- EXTRACTED RECORDS -
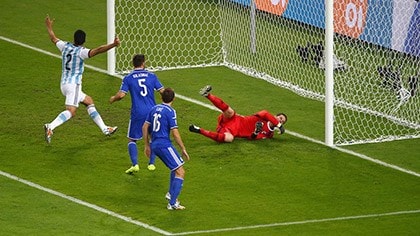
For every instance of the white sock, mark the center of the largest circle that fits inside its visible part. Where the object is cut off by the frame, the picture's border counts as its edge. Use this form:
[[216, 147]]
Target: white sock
[[96, 117], [60, 119]]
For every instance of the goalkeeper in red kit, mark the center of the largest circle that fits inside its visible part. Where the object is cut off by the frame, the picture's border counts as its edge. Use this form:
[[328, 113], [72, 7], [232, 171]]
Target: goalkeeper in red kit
[[230, 125]]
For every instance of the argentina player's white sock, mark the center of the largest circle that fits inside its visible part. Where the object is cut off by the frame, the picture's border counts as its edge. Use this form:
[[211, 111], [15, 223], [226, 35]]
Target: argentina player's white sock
[[60, 119], [96, 117]]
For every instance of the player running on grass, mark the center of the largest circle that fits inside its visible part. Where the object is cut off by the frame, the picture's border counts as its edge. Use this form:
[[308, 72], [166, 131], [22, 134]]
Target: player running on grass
[[161, 121], [141, 85], [230, 125], [73, 56]]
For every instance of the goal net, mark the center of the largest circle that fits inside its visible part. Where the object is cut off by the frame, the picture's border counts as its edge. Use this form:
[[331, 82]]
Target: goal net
[[376, 57]]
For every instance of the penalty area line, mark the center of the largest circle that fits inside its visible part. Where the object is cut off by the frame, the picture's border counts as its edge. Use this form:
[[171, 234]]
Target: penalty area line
[[302, 222], [83, 203]]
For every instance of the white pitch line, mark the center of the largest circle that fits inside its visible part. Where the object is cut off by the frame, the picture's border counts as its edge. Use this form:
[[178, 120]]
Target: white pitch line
[[301, 222], [89, 205], [127, 219]]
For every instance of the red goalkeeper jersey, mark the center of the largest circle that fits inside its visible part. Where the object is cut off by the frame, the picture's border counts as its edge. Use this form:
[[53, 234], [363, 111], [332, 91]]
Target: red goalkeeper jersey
[[243, 126]]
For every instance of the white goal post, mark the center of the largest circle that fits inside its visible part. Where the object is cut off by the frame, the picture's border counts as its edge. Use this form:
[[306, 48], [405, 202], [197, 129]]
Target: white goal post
[[360, 57]]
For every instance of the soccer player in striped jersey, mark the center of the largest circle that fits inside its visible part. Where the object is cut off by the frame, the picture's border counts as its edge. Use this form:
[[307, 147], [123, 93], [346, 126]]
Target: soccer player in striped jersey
[[260, 125], [73, 56], [161, 122], [141, 85]]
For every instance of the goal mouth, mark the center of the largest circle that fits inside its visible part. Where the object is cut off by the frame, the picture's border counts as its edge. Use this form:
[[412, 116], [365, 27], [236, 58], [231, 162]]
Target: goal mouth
[[288, 48]]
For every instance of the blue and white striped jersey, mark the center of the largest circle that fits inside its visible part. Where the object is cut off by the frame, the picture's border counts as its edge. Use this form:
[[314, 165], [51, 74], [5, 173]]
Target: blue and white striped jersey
[[72, 62], [141, 84], [162, 119]]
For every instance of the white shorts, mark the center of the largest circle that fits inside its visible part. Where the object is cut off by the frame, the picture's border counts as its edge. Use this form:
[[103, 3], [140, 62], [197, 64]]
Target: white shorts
[[73, 93]]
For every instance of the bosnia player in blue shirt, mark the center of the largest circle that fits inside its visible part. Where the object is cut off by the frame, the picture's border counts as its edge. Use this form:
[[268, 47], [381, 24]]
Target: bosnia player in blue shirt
[[141, 85], [161, 122]]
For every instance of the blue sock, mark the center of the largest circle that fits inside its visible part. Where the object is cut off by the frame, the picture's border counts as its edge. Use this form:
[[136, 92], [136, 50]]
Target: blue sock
[[152, 158], [171, 180], [132, 151], [176, 187]]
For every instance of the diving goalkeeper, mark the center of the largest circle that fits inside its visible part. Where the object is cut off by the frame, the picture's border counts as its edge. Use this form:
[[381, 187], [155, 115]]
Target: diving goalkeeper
[[230, 125]]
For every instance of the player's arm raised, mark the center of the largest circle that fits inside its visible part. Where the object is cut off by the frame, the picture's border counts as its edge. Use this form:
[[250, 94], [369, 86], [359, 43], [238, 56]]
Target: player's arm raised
[[49, 24]]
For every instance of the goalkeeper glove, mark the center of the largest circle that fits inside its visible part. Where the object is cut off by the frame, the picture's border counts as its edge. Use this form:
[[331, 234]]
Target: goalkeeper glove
[[280, 128]]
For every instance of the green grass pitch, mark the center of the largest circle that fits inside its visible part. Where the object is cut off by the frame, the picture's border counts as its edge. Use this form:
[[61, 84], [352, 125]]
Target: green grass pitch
[[285, 186]]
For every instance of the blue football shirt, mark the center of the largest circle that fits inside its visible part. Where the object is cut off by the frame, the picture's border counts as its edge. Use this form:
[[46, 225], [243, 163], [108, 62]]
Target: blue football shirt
[[162, 119], [141, 85]]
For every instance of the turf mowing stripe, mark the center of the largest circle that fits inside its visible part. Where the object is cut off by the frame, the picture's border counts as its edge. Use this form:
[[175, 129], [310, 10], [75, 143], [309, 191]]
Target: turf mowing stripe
[[80, 202], [302, 222], [127, 219]]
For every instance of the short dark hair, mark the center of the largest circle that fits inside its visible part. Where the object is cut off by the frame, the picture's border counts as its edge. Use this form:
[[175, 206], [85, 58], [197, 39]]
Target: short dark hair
[[281, 113], [138, 60], [168, 95], [79, 37]]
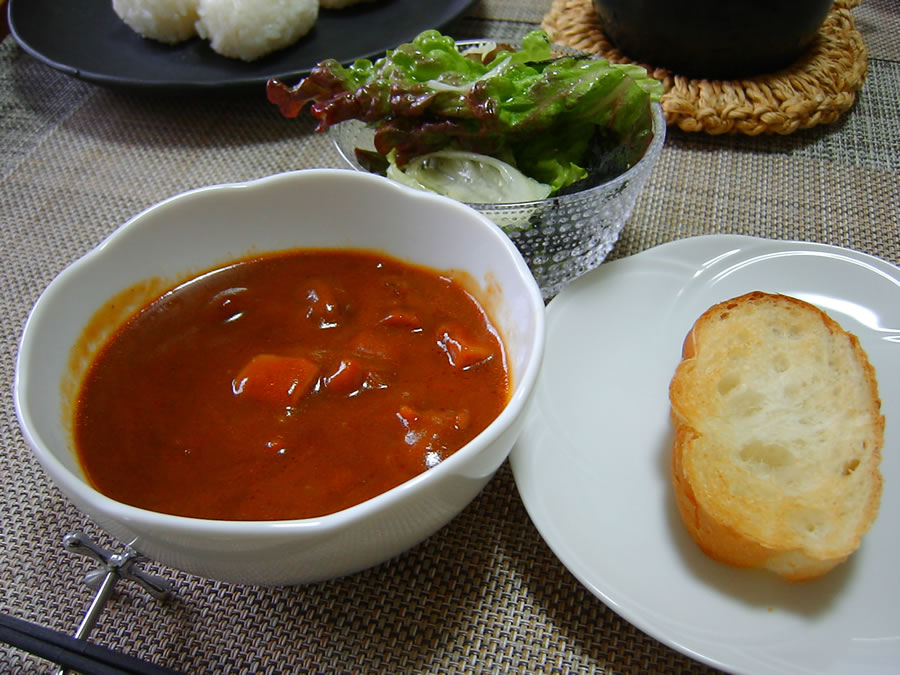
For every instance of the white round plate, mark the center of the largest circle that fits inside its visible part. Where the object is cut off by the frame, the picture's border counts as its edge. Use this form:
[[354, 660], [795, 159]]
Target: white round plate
[[592, 465]]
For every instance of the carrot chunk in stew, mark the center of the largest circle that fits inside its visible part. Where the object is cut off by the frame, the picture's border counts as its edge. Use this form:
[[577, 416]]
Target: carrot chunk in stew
[[347, 378], [280, 380], [461, 350]]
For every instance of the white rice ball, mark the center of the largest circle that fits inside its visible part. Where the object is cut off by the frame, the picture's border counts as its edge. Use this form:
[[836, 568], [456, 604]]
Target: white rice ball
[[249, 29], [168, 21]]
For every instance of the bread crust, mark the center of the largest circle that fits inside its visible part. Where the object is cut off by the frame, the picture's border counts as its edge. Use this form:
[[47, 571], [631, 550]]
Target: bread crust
[[750, 495]]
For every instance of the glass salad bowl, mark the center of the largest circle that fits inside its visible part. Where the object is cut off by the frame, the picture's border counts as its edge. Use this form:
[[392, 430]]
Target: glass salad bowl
[[560, 237]]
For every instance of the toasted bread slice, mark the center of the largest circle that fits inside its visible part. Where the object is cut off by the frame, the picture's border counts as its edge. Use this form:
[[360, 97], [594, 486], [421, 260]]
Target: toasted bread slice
[[778, 436]]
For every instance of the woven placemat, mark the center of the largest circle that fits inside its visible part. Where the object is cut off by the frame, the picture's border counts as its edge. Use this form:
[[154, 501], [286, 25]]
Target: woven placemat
[[816, 89]]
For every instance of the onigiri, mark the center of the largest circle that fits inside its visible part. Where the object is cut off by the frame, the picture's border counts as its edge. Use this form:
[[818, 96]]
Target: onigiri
[[168, 21], [250, 29]]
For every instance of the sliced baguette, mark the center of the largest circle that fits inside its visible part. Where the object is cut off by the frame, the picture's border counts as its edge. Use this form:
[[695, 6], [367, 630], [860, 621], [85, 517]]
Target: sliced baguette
[[778, 436]]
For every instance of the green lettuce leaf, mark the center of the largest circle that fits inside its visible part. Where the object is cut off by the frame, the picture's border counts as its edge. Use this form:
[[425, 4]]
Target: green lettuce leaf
[[554, 119]]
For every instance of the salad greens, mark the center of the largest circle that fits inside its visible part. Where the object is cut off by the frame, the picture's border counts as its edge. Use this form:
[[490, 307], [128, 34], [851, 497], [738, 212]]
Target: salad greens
[[563, 121]]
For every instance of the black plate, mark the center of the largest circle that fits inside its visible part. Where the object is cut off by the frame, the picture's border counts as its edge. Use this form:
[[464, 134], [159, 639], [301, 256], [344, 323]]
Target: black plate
[[86, 39]]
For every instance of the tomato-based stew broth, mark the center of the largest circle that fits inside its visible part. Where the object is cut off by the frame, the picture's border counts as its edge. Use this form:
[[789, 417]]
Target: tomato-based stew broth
[[288, 386]]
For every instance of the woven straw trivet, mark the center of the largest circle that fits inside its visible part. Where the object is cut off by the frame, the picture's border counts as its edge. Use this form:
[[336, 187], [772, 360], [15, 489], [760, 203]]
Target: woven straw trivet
[[816, 89]]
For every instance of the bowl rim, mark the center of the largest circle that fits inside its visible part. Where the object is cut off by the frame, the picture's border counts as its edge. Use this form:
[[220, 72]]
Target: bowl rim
[[144, 519]]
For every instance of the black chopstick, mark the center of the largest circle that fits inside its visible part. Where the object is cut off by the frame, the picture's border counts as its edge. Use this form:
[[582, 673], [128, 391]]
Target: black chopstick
[[70, 652]]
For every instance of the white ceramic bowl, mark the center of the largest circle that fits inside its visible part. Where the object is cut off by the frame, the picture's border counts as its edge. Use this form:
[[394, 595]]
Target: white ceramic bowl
[[203, 228]]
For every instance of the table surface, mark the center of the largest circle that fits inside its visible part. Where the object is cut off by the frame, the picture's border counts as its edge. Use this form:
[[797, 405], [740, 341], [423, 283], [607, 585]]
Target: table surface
[[485, 592]]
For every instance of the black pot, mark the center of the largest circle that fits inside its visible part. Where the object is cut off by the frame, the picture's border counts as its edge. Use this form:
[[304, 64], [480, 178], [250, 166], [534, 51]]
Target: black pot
[[714, 39]]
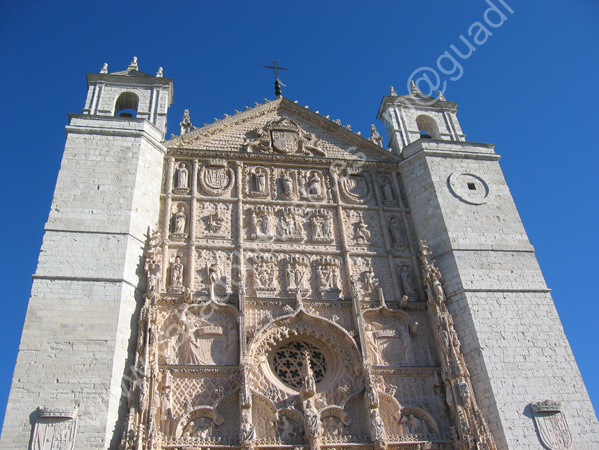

- EXERCISE DETAILS -
Above this task is a listing. Restate, word for word and with nothing added, the lines from the one with "[[178, 120]]" through the one with "[[314, 165], [51, 74], [5, 173]]".

- COMPLETED TASK -
[[178, 120]]
Target: white pitch line
[[301, 222], [89, 205], [127, 219]]
For every instance of the red goalkeeper jersey, mark the center of the largest circle that fits inside its visible part. Where the object is cut off by the frame, the picture's border counts as its edge. Use this form:
[[53, 234], [363, 111], [332, 91]]
Target: red goalkeeper jersey
[[243, 126]]
For every instance of the white goal post, mark the center of the largest circle that fits inside its visible part. Where the object is cut off by the frame, the picture's border counts as its edge. Use this form:
[[306, 48], [405, 202], [197, 129]]
Target: white goal post
[[360, 57]]
For every instance of the soccer player in striped jersey, mark the center of the largest circle that fits inside its visible part. Where the object is cut off by the frame, the picture's border counts as its edge. Use this form:
[[307, 147], [123, 93], [346, 126]]
Target: soccer player in striped jersey
[[260, 125], [73, 56], [161, 122], [141, 85]]
For every instance of the goal mouth, mark the center of the largest circle that fits inside its visible part. Where the object is cut off by the frame, the picture's border counts as its edge. Use this form:
[[412, 116], [365, 27], [236, 58], [231, 162]]
Target: goal mouth
[[288, 48]]
For every instance of the blue and white striped jersey, mark the center of the largest circle that fits inside its visible part. Where the object is cut off by the frame, the picture's border counts as its edge. Use this form:
[[314, 165], [51, 74], [5, 173]]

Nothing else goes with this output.